§ **GOAL**
Rewrite all of the records below with "bounding box" changed to "enclosing rectangle" and everything else left as it is. Omit the pictures from your answer.

§ **RECORDS**
****************************************
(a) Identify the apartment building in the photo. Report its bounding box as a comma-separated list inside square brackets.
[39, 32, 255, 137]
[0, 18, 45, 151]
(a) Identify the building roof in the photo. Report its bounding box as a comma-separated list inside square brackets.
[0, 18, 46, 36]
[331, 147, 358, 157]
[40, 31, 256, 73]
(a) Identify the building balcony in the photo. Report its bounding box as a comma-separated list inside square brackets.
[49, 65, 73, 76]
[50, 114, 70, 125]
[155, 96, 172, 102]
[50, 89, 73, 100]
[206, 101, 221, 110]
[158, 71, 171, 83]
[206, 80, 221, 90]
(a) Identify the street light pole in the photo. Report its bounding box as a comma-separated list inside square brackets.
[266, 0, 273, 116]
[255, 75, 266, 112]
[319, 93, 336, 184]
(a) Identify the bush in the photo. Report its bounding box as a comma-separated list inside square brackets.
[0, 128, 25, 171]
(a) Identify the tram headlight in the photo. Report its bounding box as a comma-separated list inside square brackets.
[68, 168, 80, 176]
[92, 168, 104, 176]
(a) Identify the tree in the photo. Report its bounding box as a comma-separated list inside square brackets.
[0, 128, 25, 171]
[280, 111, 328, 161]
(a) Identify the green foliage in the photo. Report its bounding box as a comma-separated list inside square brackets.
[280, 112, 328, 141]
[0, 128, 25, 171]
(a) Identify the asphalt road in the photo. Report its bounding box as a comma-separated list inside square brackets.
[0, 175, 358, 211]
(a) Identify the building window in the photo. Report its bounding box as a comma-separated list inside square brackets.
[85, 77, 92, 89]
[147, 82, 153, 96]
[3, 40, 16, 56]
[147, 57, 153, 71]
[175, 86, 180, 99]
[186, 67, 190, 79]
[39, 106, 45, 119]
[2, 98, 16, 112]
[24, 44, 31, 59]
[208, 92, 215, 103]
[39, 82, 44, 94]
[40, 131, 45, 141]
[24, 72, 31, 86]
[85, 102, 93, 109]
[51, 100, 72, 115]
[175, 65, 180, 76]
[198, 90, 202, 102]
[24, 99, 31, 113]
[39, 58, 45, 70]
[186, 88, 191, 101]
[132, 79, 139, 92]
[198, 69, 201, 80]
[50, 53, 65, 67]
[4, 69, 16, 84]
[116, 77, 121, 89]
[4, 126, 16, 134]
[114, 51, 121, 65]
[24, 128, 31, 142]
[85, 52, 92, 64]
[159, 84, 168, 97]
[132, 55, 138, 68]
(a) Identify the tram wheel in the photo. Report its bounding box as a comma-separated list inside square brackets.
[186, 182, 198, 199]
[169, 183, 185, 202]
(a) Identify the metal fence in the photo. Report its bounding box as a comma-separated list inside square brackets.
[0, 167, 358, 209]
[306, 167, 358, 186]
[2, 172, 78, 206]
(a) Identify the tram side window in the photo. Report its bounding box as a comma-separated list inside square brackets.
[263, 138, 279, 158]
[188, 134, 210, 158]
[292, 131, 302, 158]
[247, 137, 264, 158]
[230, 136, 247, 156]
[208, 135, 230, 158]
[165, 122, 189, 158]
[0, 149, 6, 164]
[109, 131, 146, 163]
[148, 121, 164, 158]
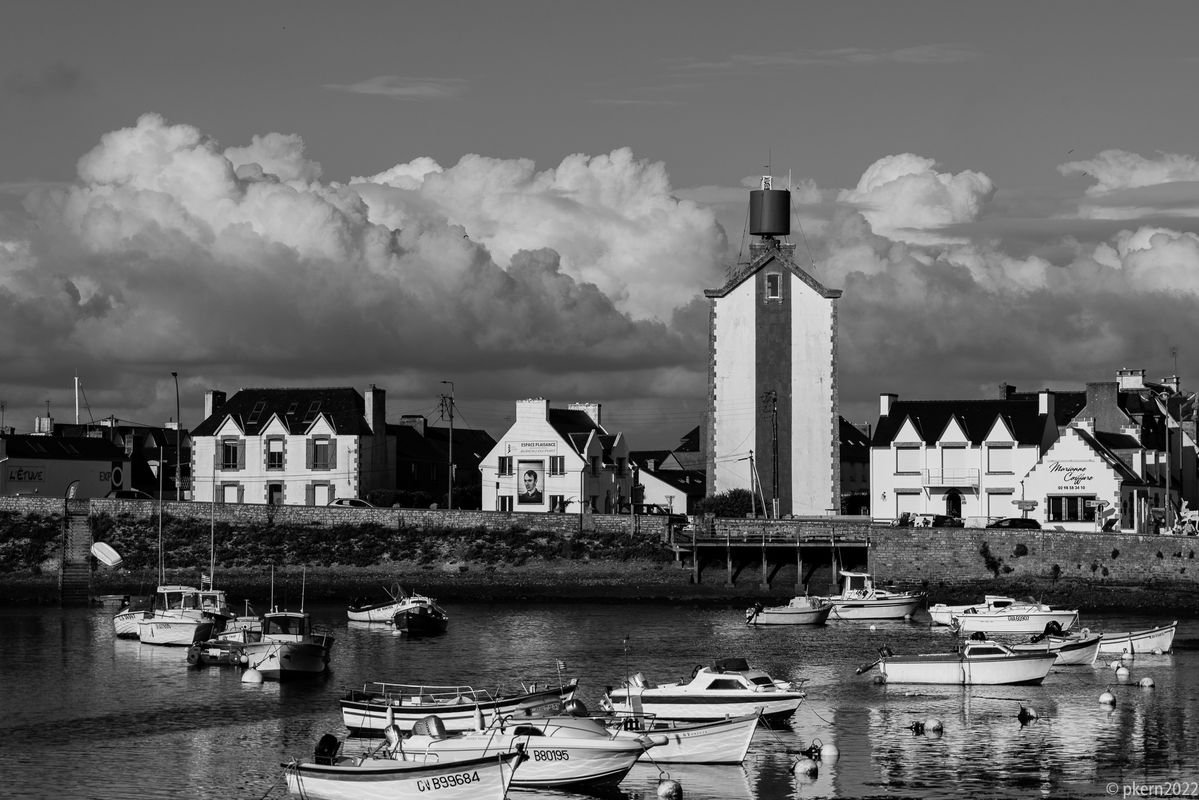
****************************************
§ **FINAL RESULT**
(a) Identify the apartment building in the photo. Report its enclosing rectangle as a comma-separated list inside square brackets.
[39, 32, 255, 137]
[0, 18, 45, 151]
(a) Identify the building roof in the photo. Report its enclosing rectangle as a comma-separated list inside square brackets.
[0, 18, 46, 36]
[331, 147, 358, 157]
[40, 31, 256, 73]
(a) Identify the building balcony in the photo. Report its enclosing rectangle as a comma-separated list inside square brackets.
[49, 65, 73, 76]
[50, 114, 70, 125]
[155, 96, 172, 102]
[50, 89, 73, 100]
[206, 101, 221, 110]
[158, 71, 171, 83]
[206, 80, 221, 90]
(a) Identify the street light pole in the photo. Report its enclosing rectangle as a comma-separated list inside square brackets.
[266, 0, 273, 116]
[255, 75, 266, 112]
[319, 93, 336, 184]
(a) Identify the bush in the photo. Report its enclosing rectangle as a comma-separated list inside square brackets.
[0, 128, 25, 171]
(a) Identify the tram headlight in the photo. Report its enclosing rectangle as a comma-separated list inside square brackets.
[68, 168, 80, 176]
[92, 168, 104, 176]
(a) Identify the tree in the photo. Report its enclosing rectangle as a comma-separated list inside square brackets.
[0, 128, 25, 171]
[280, 111, 328, 161]
(a) Identify the green foliage in the photo. Report its enclosing rectangle as a comma-separated list inside square brackets.
[280, 112, 328, 141]
[0, 128, 25, 171]
(a) Identify the asphalt road in the photo. Report its enclosing rectangle as a comma-separated list inside square brackets.
[0, 175, 358, 211]
(a) Identify the building window in the photo. Report its enclosing rectangle as a comma-separated list inside square brackets.
[85, 77, 92, 89]
[147, 82, 153, 96]
[3, 40, 16, 56]
[147, 57, 153, 71]
[175, 86, 180, 99]
[186, 67, 190, 79]
[39, 106, 45, 119]
[2, 98, 16, 112]
[24, 44, 31, 59]
[208, 92, 215, 103]
[39, 82, 44, 94]
[40, 131, 45, 141]
[24, 72, 31, 86]
[85, 102, 93, 109]
[51, 100, 72, 115]
[175, 65, 180, 76]
[198, 90, 202, 102]
[24, 99, 31, 113]
[39, 58, 45, 70]
[186, 88, 191, 101]
[132, 79, 139, 92]
[198, 69, 201, 80]
[50, 53, 65, 67]
[4, 69, 16, 84]
[116, 77, 121, 89]
[4, 126, 16, 134]
[114, 51, 121, 65]
[24, 128, 31, 142]
[85, 52, 92, 64]
[159, 84, 168, 97]
[132, 55, 138, 68]
(a) Identify the tram wheel in the photo. Report its enclosing rectangle as a comma-separated list inside square brackets.
[186, 182, 198, 199]
[169, 183, 185, 202]
(a) Identify the metal fence in the photo. Report its enclosing rectangle as a comma-separated list inside square brackets.
[0, 167, 358, 209]
[306, 167, 358, 186]
[2, 172, 78, 206]
(a) Identify the tram side window in the photo. Report its enclosing rectangle as a comma-separated list inside square brackets.
[263, 138, 279, 158]
[188, 134, 210, 158]
[292, 131, 302, 158]
[247, 137, 264, 158]
[230, 136, 247, 156]
[208, 135, 230, 158]
[165, 122, 189, 158]
[0, 149, 6, 164]
[109, 131, 146, 163]
[148, 121, 164, 158]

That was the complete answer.